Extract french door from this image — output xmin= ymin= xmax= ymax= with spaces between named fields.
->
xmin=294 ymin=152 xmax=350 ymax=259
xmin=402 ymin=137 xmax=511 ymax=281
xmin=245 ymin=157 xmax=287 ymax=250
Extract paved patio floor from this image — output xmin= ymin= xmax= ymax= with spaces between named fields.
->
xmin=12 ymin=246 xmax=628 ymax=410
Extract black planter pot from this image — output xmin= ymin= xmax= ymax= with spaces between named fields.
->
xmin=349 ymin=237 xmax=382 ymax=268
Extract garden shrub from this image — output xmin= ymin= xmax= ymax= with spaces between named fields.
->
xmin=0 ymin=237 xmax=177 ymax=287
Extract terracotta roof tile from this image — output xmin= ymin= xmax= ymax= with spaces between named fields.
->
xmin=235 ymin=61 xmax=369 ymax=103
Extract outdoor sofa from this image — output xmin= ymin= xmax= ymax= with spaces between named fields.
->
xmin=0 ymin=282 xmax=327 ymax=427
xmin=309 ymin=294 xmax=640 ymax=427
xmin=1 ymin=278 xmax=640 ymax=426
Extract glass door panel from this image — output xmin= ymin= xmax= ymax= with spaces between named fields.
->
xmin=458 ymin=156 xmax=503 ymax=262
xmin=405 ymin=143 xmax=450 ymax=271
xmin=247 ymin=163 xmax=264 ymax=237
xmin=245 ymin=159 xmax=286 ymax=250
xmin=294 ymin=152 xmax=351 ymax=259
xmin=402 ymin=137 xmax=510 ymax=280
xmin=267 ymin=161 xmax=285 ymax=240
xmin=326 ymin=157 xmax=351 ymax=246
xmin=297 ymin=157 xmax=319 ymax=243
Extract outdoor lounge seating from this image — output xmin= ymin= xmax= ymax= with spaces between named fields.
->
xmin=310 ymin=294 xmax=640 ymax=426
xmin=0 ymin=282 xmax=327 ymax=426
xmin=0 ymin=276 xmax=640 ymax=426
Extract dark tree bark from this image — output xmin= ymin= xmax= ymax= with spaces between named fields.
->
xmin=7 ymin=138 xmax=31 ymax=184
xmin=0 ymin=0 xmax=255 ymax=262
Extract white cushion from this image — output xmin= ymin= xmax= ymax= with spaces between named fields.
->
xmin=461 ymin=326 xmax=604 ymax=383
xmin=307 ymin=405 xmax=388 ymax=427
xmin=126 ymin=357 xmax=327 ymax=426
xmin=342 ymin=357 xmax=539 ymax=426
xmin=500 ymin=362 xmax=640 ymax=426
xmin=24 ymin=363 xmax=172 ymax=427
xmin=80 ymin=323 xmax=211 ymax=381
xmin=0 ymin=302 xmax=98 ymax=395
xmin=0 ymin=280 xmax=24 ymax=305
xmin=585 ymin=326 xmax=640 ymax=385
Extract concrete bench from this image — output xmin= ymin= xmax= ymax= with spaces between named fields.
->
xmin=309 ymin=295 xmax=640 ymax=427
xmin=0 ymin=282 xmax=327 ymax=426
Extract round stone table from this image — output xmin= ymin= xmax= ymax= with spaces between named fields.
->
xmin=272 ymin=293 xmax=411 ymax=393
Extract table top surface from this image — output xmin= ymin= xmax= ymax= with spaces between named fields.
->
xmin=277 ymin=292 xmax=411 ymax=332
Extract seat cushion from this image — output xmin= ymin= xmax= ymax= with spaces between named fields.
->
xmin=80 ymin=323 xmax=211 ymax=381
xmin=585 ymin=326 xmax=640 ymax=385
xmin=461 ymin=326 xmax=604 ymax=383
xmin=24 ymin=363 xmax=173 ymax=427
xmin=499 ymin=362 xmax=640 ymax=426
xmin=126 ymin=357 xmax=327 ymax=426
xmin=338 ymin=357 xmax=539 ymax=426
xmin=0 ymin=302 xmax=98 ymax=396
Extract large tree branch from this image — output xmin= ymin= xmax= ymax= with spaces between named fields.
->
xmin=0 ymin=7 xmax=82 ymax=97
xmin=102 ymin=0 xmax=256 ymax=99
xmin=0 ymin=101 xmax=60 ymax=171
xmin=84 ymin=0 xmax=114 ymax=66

^^^^^^^^

### DIRECTIONS FOR THIS TASK
Rewrite all of the material above, putting "Locate" wherever "Extract" appears and keeping everything else the same.

### ANSWER TO THIS TASK
Locate french door from this image — output xmin= ymin= xmax= ymax= with spaces between named fields.
->
xmin=294 ymin=152 xmax=350 ymax=259
xmin=402 ymin=137 xmax=511 ymax=281
xmin=245 ymin=157 xmax=287 ymax=250
Locate paved patio floor from this image — output xmin= ymin= xmax= ymax= with spaces between named fields.
->
xmin=12 ymin=246 xmax=628 ymax=410
Locate black planter pot from this image — output xmin= ymin= xmax= ymax= with spaces between named fields.
->
xmin=349 ymin=237 xmax=382 ymax=268
Locate garden shrub from this image — output xmin= ymin= xmax= ymax= with spaces between named fields.
->
xmin=0 ymin=237 xmax=177 ymax=287
Locate terracotta roof tile from this image — output xmin= ymin= xmax= ymax= with spaces between named fields.
->
xmin=235 ymin=61 xmax=369 ymax=103
Locate outdoor sofa from this image — output xmin= ymin= xmax= ymax= with spaces between named fields.
->
xmin=0 ymin=282 xmax=327 ymax=427
xmin=309 ymin=294 xmax=640 ymax=427
xmin=1 ymin=278 xmax=640 ymax=426
Locate glass door panel from this image — output xmin= ymin= xmax= ymax= with spaces between named fields.
->
xmin=458 ymin=156 xmax=503 ymax=262
xmin=405 ymin=143 xmax=450 ymax=271
xmin=247 ymin=163 xmax=264 ymax=237
xmin=245 ymin=159 xmax=286 ymax=250
xmin=294 ymin=152 xmax=351 ymax=259
xmin=402 ymin=137 xmax=510 ymax=280
xmin=267 ymin=161 xmax=285 ymax=240
xmin=326 ymin=157 xmax=351 ymax=246
xmin=297 ymin=157 xmax=319 ymax=243
Locate outdoor lounge seating from this image — output xmin= ymin= xmax= ymax= with spaces between named fields.
->
xmin=310 ymin=294 xmax=640 ymax=426
xmin=0 ymin=282 xmax=327 ymax=426
xmin=0 ymin=276 xmax=640 ymax=426
Locate dark tree bark from this image — output xmin= ymin= xmax= ymax= with spaces between named fields.
->
xmin=7 ymin=138 xmax=31 ymax=184
xmin=0 ymin=0 xmax=255 ymax=262
Locate white cushion from this image — output xmin= ymin= xmax= ymax= with spaces between named fields.
->
xmin=461 ymin=326 xmax=604 ymax=383
xmin=307 ymin=405 xmax=388 ymax=427
xmin=126 ymin=357 xmax=327 ymax=426
xmin=342 ymin=357 xmax=539 ymax=426
xmin=500 ymin=362 xmax=640 ymax=426
xmin=24 ymin=363 xmax=172 ymax=427
xmin=80 ymin=323 xmax=211 ymax=381
xmin=0 ymin=302 xmax=98 ymax=395
xmin=0 ymin=280 xmax=24 ymax=305
xmin=585 ymin=326 xmax=640 ymax=385
Locate concrete bench from this image — output xmin= ymin= xmax= ymax= with spaces between named fields.
->
xmin=309 ymin=295 xmax=640 ymax=427
xmin=0 ymin=282 xmax=327 ymax=426
Locate round stone table from this image — output xmin= ymin= xmax= ymax= with spaces between named fields.
->
xmin=272 ymin=293 xmax=411 ymax=393
Locate table top surface from this image — output xmin= ymin= xmax= ymax= with spaces between named fields.
->
xmin=277 ymin=292 xmax=411 ymax=332
Locate seat cushion from this image — output xmin= ymin= xmax= ymax= with spaces between named fields.
->
xmin=80 ymin=323 xmax=211 ymax=381
xmin=585 ymin=326 xmax=640 ymax=385
xmin=461 ymin=326 xmax=604 ymax=383
xmin=24 ymin=363 xmax=173 ymax=427
xmin=499 ymin=362 xmax=640 ymax=426
xmin=126 ymin=357 xmax=327 ymax=426
xmin=338 ymin=357 xmax=539 ymax=426
xmin=0 ymin=302 xmax=98 ymax=396
Locate large tree branch from this image — output xmin= ymin= xmax= ymax= with spaces between named fields.
->
xmin=0 ymin=7 xmax=82 ymax=97
xmin=102 ymin=0 xmax=256 ymax=99
xmin=0 ymin=101 xmax=60 ymax=171
xmin=84 ymin=0 xmax=114 ymax=66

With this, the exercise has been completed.